# start of Source data
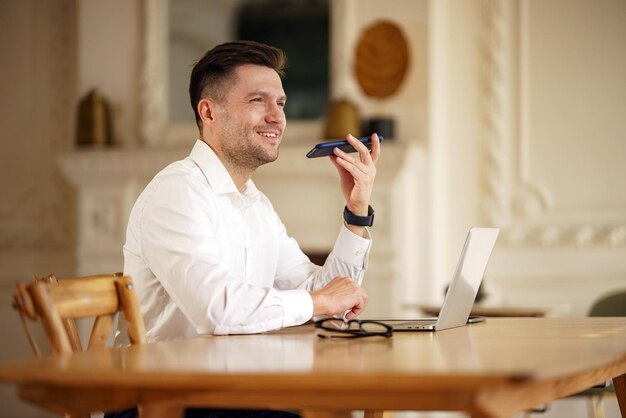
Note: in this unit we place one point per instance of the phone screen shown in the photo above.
(324, 149)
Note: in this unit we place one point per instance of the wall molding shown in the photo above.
(522, 207)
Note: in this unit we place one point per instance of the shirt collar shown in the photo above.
(216, 174)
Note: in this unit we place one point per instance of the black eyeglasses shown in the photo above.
(354, 328)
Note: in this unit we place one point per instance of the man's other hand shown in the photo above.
(340, 295)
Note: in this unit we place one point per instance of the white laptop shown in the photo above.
(463, 288)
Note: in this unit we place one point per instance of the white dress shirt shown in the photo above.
(207, 258)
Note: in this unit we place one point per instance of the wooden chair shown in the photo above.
(58, 303)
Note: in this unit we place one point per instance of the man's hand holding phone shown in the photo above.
(357, 174)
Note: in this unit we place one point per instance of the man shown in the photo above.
(206, 250)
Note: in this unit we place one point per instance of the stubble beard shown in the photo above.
(242, 149)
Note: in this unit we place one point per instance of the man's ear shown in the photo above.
(206, 110)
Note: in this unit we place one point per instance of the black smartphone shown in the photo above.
(325, 149)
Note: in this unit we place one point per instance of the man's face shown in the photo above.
(251, 121)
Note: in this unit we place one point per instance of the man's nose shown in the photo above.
(275, 114)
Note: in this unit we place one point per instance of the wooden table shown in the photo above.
(493, 369)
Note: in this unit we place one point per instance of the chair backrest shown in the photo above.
(57, 303)
(613, 304)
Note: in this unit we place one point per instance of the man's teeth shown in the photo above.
(268, 134)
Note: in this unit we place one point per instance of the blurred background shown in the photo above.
(504, 113)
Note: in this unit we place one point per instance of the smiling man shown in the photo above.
(206, 250)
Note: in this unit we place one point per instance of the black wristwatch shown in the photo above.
(352, 219)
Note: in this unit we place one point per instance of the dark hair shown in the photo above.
(212, 75)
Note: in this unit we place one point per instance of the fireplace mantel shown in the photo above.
(304, 192)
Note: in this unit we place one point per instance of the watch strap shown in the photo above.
(352, 219)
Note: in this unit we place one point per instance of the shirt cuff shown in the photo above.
(298, 306)
(352, 248)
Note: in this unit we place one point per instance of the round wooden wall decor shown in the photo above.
(382, 59)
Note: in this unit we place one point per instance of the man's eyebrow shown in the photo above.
(264, 94)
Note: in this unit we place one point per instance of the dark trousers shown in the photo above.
(214, 413)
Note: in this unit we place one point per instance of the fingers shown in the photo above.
(364, 155)
(340, 295)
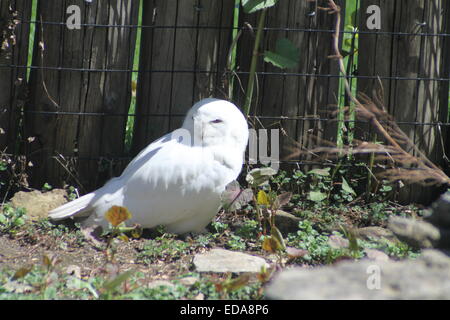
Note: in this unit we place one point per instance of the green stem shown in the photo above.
(370, 171)
(235, 35)
(254, 62)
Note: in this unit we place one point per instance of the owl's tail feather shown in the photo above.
(79, 207)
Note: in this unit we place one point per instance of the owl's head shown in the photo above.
(213, 122)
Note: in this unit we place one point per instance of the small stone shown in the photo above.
(427, 277)
(286, 222)
(220, 260)
(160, 283)
(375, 233)
(337, 242)
(188, 281)
(376, 255)
(419, 234)
(37, 204)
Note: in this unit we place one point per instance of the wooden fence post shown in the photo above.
(82, 88)
(409, 57)
(170, 53)
(305, 95)
(13, 60)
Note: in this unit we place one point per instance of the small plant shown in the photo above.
(11, 219)
(166, 248)
(316, 245)
(117, 216)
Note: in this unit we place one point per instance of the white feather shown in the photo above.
(175, 181)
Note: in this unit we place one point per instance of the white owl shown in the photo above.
(177, 180)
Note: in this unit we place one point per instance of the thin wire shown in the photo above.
(291, 74)
(387, 33)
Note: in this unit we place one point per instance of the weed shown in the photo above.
(11, 219)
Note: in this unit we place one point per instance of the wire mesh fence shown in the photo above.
(85, 85)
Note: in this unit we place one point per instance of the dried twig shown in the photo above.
(398, 150)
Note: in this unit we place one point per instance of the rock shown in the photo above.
(419, 234)
(376, 255)
(160, 283)
(188, 281)
(286, 222)
(220, 260)
(427, 277)
(37, 204)
(375, 233)
(439, 214)
(337, 242)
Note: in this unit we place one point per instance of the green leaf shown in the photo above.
(260, 176)
(317, 196)
(276, 234)
(251, 6)
(111, 285)
(320, 172)
(286, 54)
(262, 198)
(346, 187)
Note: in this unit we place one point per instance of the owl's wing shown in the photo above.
(112, 191)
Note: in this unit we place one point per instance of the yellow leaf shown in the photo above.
(276, 234)
(117, 214)
(123, 237)
(22, 272)
(271, 244)
(262, 198)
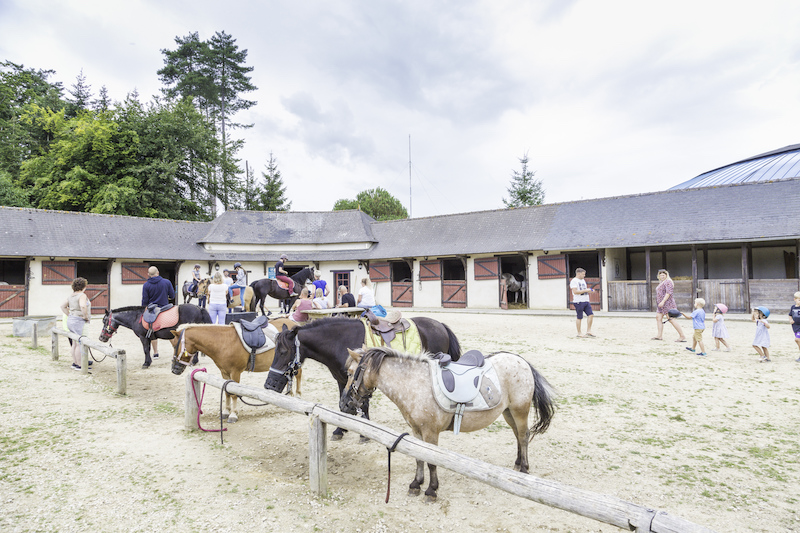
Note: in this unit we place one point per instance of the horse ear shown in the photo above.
(355, 355)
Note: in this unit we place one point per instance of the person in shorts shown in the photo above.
(794, 318)
(580, 297)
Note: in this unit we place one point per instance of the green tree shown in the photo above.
(524, 190)
(272, 196)
(377, 203)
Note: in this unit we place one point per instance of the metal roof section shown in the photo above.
(780, 164)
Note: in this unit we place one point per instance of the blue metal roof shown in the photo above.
(783, 163)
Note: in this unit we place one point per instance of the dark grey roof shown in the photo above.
(37, 232)
(753, 211)
(732, 213)
(783, 163)
(277, 227)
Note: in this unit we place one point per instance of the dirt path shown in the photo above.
(713, 440)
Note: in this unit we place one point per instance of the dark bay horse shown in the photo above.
(269, 287)
(131, 318)
(327, 341)
(406, 380)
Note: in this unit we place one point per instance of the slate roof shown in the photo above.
(290, 227)
(733, 213)
(783, 163)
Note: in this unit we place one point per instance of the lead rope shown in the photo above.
(389, 477)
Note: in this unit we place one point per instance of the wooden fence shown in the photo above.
(607, 509)
(86, 343)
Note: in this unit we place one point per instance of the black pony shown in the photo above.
(131, 317)
(269, 287)
(327, 341)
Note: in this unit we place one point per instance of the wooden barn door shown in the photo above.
(12, 300)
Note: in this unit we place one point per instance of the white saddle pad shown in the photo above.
(486, 397)
(269, 332)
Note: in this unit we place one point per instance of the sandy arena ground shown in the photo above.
(713, 440)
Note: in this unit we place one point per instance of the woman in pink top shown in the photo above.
(666, 302)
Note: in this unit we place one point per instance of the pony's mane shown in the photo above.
(374, 356)
(129, 308)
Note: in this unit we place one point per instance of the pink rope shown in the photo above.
(200, 402)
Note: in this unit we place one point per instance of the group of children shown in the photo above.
(720, 332)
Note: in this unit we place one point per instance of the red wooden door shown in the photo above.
(402, 293)
(12, 300)
(454, 293)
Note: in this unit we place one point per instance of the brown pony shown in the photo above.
(222, 345)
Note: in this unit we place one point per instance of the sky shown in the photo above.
(436, 102)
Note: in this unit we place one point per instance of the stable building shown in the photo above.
(728, 235)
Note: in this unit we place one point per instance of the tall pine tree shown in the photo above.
(524, 190)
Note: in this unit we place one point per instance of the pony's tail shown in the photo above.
(455, 346)
(543, 402)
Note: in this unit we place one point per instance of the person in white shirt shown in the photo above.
(580, 297)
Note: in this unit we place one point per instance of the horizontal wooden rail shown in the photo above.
(86, 343)
(603, 508)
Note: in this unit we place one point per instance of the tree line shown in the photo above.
(171, 157)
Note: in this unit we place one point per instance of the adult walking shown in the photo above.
(240, 283)
(665, 302)
(78, 310)
(217, 302)
(580, 298)
(159, 291)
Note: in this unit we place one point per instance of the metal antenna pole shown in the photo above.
(410, 215)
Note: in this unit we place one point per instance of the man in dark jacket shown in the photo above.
(159, 291)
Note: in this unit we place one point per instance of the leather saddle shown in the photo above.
(150, 317)
(389, 327)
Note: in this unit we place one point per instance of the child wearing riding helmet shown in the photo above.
(761, 342)
(794, 319)
(240, 283)
(718, 329)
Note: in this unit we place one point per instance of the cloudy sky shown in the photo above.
(606, 98)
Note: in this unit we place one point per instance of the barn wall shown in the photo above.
(545, 293)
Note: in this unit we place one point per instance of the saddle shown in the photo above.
(468, 384)
(389, 327)
(154, 320)
(254, 337)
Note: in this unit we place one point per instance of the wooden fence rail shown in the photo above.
(86, 343)
(603, 508)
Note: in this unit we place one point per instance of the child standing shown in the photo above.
(698, 317)
(761, 342)
(718, 329)
(794, 318)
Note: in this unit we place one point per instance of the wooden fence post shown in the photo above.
(122, 372)
(318, 455)
(54, 345)
(191, 409)
(84, 358)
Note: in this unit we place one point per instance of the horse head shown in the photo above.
(110, 327)
(181, 357)
(286, 360)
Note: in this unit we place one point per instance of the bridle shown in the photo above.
(358, 393)
(109, 327)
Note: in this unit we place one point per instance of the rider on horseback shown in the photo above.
(195, 280)
(282, 275)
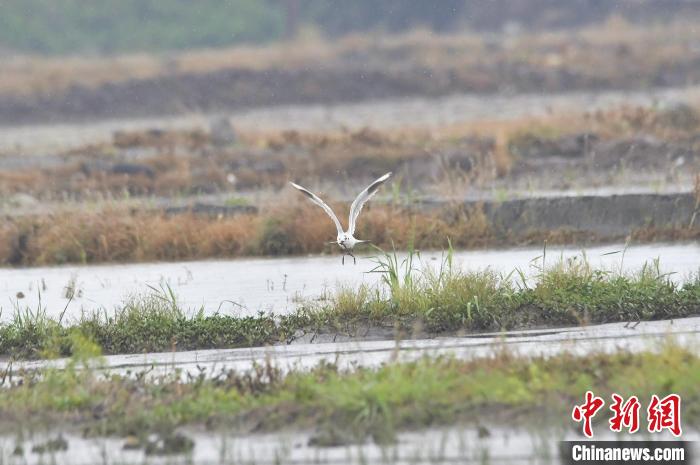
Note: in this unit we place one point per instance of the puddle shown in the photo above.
(460, 444)
(607, 338)
(247, 286)
(379, 114)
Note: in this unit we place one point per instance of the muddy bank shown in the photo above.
(237, 89)
(598, 216)
(596, 60)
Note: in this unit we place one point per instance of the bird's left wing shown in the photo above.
(362, 198)
(317, 200)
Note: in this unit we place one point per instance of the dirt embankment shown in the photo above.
(616, 56)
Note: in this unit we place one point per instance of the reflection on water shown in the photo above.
(464, 444)
(246, 286)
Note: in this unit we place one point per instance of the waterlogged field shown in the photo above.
(408, 300)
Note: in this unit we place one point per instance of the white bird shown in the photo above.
(345, 239)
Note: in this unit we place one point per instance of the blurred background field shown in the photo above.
(550, 148)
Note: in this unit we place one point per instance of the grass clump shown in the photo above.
(361, 402)
(410, 299)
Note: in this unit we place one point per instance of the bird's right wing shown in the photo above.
(315, 199)
(362, 199)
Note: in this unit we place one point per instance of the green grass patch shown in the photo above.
(409, 300)
(361, 402)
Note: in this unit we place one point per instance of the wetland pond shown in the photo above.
(248, 286)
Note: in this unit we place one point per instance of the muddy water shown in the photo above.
(246, 286)
(460, 444)
(348, 354)
(390, 113)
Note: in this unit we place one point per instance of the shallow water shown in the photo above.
(457, 444)
(246, 286)
(349, 354)
(388, 113)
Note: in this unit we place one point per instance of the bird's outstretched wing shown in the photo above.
(315, 199)
(362, 198)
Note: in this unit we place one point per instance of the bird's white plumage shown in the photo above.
(361, 199)
(345, 240)
(317, 200)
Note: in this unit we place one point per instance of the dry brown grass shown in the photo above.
(472, 155)
(118, 235)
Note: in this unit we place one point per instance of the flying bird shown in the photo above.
(345, 239)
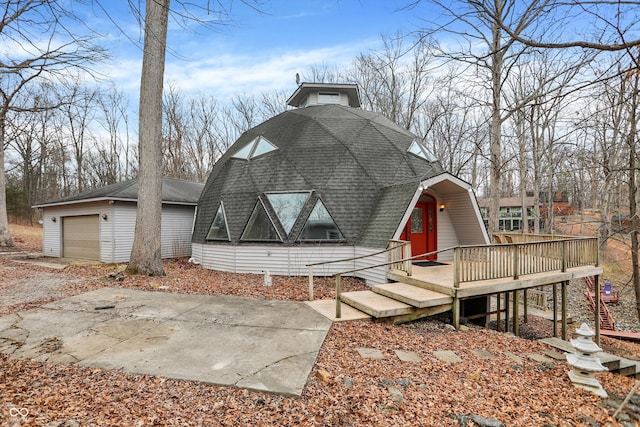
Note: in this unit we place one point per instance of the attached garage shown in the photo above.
(81, 237)
(100, 224)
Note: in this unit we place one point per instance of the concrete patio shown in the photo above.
(250, 343)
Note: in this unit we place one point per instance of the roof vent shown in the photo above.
(309, 94)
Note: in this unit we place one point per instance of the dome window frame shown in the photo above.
(257, 147)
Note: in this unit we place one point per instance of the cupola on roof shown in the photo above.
(310, 94)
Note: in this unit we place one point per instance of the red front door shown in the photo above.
(421, 230)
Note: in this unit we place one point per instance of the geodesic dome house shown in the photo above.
(324, 181)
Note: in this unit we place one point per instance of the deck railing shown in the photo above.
(397, 249)
(484, 262)
(400, 255)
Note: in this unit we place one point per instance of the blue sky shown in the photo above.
(256, 52)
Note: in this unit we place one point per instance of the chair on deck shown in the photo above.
(608, 294)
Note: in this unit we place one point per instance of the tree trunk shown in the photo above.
(633, 188)
(146, 254)
(495, 142)
(5, 236)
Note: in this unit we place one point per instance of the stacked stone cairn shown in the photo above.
(584, 363)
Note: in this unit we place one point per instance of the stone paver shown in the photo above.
(447, 356)
(370, 353)
(408, 356)
(539, 357)
(555, 355)
(483, 354)
(513, 357)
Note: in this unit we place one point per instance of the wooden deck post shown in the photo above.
(596, 289)
(564, 308)
(455, 309)
(498, 312)
(338, 292)
(506, 311)
(516, 312)
(555, 311)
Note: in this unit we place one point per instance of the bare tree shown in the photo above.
(146, 254)
(397, 80)
(45, 48)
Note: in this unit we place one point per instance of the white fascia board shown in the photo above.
(106, 199)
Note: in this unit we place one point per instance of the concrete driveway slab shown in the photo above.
(238, 341)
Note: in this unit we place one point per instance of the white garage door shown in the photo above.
(81, 237)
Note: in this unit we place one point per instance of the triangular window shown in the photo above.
(255, 148)
(420, 151)
(287, 207)
(262, 146)
(218, 229)
(260, 226)
(244, 152)
(320, 225)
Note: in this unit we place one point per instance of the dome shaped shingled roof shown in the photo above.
(352, 160)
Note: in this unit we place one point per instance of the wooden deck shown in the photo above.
(476, 271)
(441, 279)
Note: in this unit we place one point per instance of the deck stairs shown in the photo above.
(398, 302)
(607, 323)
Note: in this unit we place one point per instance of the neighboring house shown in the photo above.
(511, 218)
(99, 224)
(329, 181)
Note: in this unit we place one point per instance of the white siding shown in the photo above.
(117, 231)
(51, 234)
(464, 214)
(124, 226)
(447, 236)
(52, 231)
(287, 261)
(177, 226)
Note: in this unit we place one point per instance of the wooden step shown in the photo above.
(412, 295)
(375, 304)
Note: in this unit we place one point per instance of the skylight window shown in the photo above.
(287, 207)
(328, 98)
(219, 230)
(260, 226)
(257, 147)
(320, 225)
(421, 151)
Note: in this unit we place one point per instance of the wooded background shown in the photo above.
(519, 103)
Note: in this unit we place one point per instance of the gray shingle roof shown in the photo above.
(355, 161)
(174, 191)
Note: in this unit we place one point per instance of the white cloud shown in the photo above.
(226, 75)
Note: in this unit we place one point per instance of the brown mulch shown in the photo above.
(344, 389)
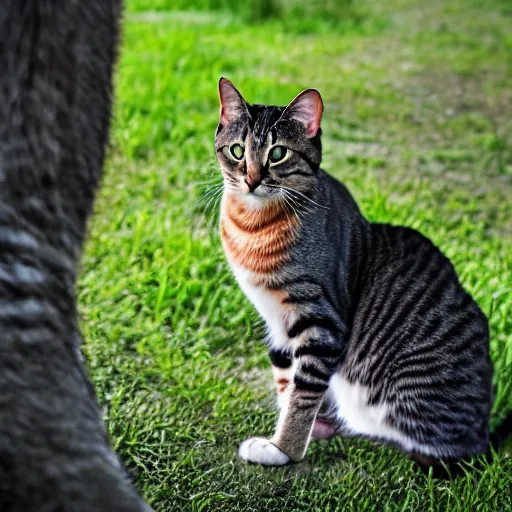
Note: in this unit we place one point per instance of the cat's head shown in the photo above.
(264, 151)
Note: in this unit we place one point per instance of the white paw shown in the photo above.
(261, 451)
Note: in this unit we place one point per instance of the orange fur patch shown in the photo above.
(258, 240)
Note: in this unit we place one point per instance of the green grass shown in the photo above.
(418, 124)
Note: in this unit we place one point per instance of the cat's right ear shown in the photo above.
(232, 105)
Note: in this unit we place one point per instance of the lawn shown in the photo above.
(418, 124)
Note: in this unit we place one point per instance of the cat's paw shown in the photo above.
(261, 451)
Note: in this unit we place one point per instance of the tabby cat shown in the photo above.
(370, 331)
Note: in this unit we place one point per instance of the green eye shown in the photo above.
(277, 153)
(237, 151)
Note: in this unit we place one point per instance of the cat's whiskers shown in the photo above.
(293, 191)
(292, 202)
(298, 205)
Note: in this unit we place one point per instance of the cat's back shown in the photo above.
(412, 304)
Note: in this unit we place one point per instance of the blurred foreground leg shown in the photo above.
(56, 61)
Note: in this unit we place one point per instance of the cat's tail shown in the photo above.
(448, 469)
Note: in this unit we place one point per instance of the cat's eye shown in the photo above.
(237, 151)
(277, 153)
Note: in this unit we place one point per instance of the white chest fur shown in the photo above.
(269, 306)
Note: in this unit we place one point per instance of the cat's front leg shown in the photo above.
(315, 361)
# end of Source data
Exercise: Every line from the one containing "green grass shown in the photo above." through the end of the data must be repeated exactly, and no other line.

Output for this task:
Note: in this unit we place one point per instance of the green grass shown in the photo above.
(418, 124)
Note: in this unit we place one point per instance of the cat's right ear shown in the photo above.
(232, 105)
Note: in this unit we place one point per instance of the lawn shown in the photo above.
(418, 124)
Note: in this unit we place one point per instance of the cat's paw shown in the photo above.
(261, 451)
Note: in this unit we place one point per instance of the tabby cat shown in the photo above.
(370, 331)
Note: in this unit we place one point per instance of the green eye shown in the photo above.
(277, 153)
(237, 151)
Note: in this unit we place one point per instance of the cat's whiskers shown in the photo above.
(293, 191)
(292, 202)
(298, 205)
Note: in this unit we place one point per instance of the cat's back shown in the photo above.
(412, 304)
Note: in this unit we place one point per instance of the blurred foreground leg shown in the photo above.
(56, 61)
Note: in this unit we place one point per instance of the cat's tail shown in the photo above.
(448, 469)
Note: in this unit we place one point per instance of the cat's eye shown in the photo above.
(237, 151)
(277, 153)
Note: in this unit we place one point per instance of the white chest fur shown in the photo above.
(269, 306)
Note: in this unit we place one point per instance of the cat's front leg shown in the photo above.
(315, 361)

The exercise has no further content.